The effects of apple cider vinegar on cardiometabolic risk factors: A systematic review and meta-analysis of clinical trials

Curr Med Chem. 2023 Aug 22. doi: 10.2174/0929867331666230822102021. Online ahead of print.


Background: Cardiometabolic syndrome (CMS) is a set of metabolic abnormalities that are risk factors for cardiovascular disease (CVD). Apple cider vinegar (ACV) has been used in several studies as a natural agent to improve CMS risk factors. The present study aimed to perform a systematic review and meta-analysis of the effects of ACV consumption on lipid and glycemic parameters.

Methods: PubMed, Scopus, and ISI Web of Science databases were systematically searched to find clinical trials evaluating the effects of ACV consumption on CMS risk factors.

### LISTED RECORDS:
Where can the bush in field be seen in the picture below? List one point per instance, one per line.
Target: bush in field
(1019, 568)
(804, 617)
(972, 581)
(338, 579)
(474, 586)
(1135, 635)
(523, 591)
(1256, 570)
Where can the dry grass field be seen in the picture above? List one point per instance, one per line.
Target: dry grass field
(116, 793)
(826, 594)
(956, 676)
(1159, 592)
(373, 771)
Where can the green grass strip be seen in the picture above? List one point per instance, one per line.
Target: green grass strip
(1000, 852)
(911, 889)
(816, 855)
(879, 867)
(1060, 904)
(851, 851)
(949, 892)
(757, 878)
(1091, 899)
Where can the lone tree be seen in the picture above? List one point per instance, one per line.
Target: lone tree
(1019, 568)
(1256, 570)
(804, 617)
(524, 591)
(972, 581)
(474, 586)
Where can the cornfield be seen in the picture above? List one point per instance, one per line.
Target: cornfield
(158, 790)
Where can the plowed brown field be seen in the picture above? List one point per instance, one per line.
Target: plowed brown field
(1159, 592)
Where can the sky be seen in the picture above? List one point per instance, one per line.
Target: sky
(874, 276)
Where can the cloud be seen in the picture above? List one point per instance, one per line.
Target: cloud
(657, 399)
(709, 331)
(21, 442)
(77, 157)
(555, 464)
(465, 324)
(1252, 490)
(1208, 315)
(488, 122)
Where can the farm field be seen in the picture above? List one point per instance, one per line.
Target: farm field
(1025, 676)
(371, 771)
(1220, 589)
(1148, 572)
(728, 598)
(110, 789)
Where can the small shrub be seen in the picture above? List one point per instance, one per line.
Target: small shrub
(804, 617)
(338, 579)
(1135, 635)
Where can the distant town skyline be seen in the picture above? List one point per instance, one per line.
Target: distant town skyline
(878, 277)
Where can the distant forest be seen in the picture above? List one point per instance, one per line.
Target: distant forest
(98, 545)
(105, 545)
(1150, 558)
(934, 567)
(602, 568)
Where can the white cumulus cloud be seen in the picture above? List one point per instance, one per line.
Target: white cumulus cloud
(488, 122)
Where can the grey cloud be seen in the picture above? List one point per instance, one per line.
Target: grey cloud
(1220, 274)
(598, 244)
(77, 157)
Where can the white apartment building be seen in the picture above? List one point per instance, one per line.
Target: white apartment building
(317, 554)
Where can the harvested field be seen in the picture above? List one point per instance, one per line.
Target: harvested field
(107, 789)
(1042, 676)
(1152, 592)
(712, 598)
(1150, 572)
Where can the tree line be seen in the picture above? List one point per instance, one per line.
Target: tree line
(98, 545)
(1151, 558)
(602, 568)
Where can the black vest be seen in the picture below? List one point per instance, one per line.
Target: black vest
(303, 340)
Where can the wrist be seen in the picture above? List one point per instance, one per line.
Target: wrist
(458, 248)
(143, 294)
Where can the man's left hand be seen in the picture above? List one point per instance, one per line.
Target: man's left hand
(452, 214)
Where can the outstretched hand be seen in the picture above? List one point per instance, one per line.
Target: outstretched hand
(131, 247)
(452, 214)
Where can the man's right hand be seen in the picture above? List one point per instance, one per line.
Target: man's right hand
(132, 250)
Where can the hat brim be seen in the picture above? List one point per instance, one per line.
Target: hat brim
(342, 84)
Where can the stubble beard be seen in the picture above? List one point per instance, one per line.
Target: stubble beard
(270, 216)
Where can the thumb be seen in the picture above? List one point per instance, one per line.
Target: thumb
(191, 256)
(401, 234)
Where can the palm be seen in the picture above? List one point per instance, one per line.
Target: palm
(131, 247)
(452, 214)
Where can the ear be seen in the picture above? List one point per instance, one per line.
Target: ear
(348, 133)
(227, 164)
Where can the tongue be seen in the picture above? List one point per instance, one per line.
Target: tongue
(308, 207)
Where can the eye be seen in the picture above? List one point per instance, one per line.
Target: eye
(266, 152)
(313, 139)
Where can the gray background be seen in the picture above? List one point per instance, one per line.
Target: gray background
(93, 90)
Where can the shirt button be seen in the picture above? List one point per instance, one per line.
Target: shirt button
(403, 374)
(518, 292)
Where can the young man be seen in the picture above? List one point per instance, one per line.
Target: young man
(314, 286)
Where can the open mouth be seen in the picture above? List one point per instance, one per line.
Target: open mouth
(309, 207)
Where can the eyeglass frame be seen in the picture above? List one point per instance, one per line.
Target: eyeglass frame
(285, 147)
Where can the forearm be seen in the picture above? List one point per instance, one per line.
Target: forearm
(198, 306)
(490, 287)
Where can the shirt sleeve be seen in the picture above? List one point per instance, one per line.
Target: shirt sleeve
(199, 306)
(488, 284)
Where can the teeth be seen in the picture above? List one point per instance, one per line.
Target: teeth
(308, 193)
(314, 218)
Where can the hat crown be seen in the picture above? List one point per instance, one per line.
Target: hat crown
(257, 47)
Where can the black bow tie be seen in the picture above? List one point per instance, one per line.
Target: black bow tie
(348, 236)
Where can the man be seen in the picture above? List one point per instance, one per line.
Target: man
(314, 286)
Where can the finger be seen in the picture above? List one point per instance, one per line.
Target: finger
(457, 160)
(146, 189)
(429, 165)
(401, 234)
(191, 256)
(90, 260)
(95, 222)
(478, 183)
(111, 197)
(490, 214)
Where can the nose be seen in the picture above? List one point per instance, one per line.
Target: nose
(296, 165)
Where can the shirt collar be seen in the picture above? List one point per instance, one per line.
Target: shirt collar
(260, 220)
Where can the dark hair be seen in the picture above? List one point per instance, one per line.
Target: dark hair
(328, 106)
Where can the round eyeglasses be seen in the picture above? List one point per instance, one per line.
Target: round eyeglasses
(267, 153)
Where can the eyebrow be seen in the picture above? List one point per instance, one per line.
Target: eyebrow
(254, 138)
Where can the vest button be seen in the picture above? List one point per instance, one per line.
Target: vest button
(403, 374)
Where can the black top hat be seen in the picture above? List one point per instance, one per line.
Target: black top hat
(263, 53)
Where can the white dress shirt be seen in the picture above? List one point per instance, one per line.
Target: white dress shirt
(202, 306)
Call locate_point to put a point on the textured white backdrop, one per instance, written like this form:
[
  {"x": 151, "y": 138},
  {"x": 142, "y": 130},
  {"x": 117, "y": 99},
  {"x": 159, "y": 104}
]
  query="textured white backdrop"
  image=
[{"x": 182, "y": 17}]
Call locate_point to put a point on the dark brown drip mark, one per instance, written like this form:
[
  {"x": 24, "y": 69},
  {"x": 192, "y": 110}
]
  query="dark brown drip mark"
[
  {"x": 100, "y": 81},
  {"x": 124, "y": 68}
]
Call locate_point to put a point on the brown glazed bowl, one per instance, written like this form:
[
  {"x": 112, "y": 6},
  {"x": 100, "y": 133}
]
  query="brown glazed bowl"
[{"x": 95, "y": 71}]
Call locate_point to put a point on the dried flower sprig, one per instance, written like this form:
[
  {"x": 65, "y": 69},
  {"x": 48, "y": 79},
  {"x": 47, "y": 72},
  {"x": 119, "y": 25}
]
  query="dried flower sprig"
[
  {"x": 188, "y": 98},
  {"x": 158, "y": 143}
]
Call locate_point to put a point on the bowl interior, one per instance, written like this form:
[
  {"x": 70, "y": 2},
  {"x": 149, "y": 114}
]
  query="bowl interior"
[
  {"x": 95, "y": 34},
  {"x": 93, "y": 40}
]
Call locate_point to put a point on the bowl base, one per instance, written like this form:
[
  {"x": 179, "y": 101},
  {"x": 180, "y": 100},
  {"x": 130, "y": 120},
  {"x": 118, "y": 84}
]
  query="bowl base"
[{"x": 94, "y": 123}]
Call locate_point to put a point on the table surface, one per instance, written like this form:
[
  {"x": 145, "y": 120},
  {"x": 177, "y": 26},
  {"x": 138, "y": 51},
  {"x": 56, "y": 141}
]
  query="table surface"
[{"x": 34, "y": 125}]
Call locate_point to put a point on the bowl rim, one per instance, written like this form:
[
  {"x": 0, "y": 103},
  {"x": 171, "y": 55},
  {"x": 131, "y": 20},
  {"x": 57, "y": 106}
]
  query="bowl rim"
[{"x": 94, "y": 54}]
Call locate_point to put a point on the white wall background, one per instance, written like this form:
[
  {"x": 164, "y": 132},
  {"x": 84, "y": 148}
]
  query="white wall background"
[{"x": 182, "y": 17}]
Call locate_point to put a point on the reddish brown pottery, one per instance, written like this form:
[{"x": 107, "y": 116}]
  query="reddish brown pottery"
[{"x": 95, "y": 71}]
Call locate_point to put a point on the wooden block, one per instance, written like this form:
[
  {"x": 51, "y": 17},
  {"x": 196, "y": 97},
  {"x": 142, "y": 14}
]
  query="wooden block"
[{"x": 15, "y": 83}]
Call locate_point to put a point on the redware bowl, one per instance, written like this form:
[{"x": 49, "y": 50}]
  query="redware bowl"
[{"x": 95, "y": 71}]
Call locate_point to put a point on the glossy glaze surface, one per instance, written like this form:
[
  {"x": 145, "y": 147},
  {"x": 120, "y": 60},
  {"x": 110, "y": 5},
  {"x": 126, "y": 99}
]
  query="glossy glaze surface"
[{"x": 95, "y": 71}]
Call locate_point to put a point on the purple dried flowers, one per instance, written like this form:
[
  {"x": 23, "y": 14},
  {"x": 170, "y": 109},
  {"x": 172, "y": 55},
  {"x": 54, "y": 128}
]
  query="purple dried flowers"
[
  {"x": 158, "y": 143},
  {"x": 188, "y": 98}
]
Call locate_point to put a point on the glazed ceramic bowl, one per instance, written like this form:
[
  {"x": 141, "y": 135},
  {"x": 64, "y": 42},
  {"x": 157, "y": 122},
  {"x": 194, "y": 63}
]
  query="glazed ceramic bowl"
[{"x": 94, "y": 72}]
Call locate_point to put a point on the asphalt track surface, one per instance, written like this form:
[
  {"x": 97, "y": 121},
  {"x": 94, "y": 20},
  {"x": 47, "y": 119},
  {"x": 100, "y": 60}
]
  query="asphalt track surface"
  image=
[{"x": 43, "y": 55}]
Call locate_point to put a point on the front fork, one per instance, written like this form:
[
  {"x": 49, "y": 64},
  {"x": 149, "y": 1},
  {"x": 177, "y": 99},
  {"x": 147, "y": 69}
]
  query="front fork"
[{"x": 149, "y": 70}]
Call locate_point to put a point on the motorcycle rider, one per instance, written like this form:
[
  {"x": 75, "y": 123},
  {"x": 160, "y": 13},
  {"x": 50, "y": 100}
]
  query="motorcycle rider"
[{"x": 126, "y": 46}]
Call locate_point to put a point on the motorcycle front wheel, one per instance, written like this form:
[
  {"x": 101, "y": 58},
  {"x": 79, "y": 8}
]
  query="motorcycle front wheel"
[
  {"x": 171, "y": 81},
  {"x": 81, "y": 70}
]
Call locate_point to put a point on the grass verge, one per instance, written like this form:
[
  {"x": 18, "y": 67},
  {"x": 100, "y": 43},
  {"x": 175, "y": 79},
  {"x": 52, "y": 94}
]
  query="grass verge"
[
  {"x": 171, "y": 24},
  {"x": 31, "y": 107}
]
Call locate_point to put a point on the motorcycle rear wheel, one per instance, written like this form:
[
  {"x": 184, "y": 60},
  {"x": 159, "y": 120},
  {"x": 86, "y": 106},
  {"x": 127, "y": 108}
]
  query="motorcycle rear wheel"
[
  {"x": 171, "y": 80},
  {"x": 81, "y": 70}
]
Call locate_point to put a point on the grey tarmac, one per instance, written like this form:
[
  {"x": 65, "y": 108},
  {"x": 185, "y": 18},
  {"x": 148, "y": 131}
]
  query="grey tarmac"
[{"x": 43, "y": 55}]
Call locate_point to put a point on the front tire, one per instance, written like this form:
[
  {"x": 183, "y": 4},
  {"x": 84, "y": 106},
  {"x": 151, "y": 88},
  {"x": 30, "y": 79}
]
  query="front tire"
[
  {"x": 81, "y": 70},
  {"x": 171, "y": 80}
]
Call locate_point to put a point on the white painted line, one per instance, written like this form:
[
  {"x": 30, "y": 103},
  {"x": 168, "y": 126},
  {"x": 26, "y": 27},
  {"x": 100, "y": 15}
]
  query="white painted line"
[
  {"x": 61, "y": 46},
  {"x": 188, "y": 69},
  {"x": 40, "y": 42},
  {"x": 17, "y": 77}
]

### COMPLETE THE FOLLOWING:
(1) Answer these questions from the apple cider vinegar abstract:
(a) In which journal and year did the study appear?
(b) What is cardiometabolic syndrome described as being?
(c) Which databases were searched?
(2) Reproduce the portion of the apple cider vinegar abstract starting at "Background: Cardiometabolic syndrome" and ending at "and glycemic parameters.".
(3) Proceed with the apple cider vinegar abstract, picking up after its final sentence.
The entries play no part in the work that comes after them.

### OUTPUTS BY TASK:
(1)
(a) Curr Med Chem, 2023.
(b) A set of metabolic abnormalities that are risk factors for cardiovascular disease (CVD).
(c) PubMed, Scopus, and ISI Web of Science.

(2)
Background: Cardiometabolic syndrome (CMS) is a set of metabolic abnormalities that are risk factors for cardiovascular disease (CVD). Apple cider vinegar (ACV) has been used in several studies as a natural agent to improve CMS risk factors. The present study aimed to perform a systematic review and meta-analysis of the effects of ACV consumption on lipid and glycemic parameters.

(3)
Results: Overall, 25 clinical trials (33 arms) comprising 1320 adults were entered in this study. ACV consumption could significantly improve the levels of FBG (-21.20 mg/dl; 95% CI: -32.31 to -2.21; I2: 95.8%), HbA1c (-0.91mg/dl; 95% CI: -1.62 to -0.21; I2: 98.9%), and TC (-6.72 mg/dl; 95% CI: -12.91 to -0.53; I2:50.8%). No significant results were observed for BMI, HOMA-IR, serum insulin, TG, LDL-C, and HDL-C. Subgroup analysis showed a significant decrease in FBG, HbA1c, TC, and TG in diabetic patients. In this type of analysis, ACV consumption significantly reduced FBG levels when administered for both duration subgroups (≥12 and <12 weeks). Moreover, in the subgroup analysis based on duration, TG concentration was significantly decreased following ACV consumption for ≥ 12 weeks.

Conclusion: This meta-analysis showed that consumption of ACV has a favorable effect in decreasing some CMS risk factors including FBG, HbA1c, and TC.

Keywords: Apple cider vinegar; Cardiometabolic risk factors; Cholesterol; Fasting blood glucose; HbA1C; Meta-analysis.